(Coordinate annotation listing)
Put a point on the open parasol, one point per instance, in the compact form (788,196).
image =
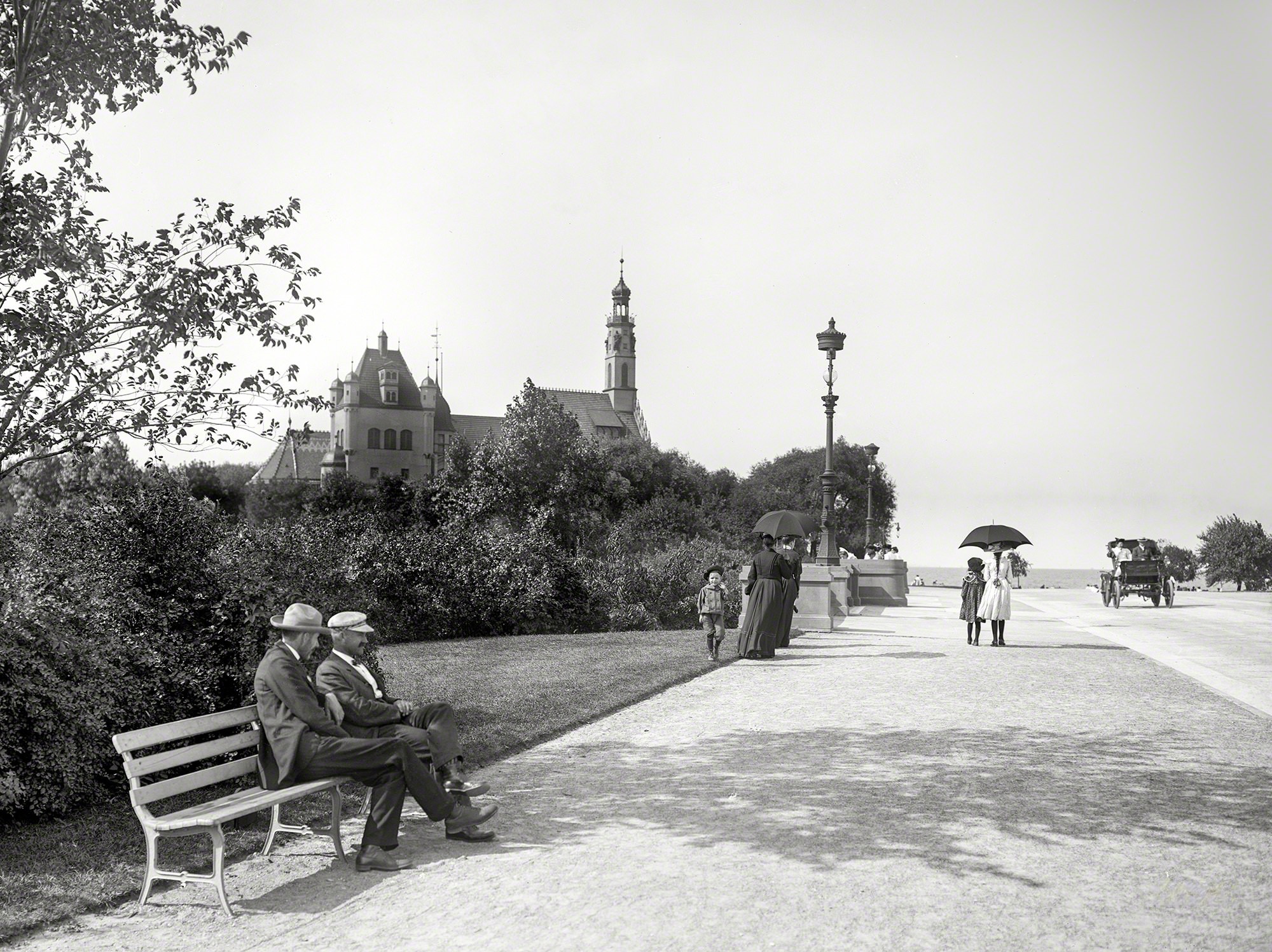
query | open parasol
(1002,536)
(787,522)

» **GIVEN EXERCISE**
Turn the listing above into a two-column CSV with the columns "instruction" and "answer", one row per entry. Put each field in double quotes, replace line breaks with spaces, and leave out the pictures.

» **EXPECTED ANSWER**
instruction,answer
"Put a point on the open parasol, one point per instance, in the compact form (788,196). image = query | open parasol","(1002,536) (787,522)"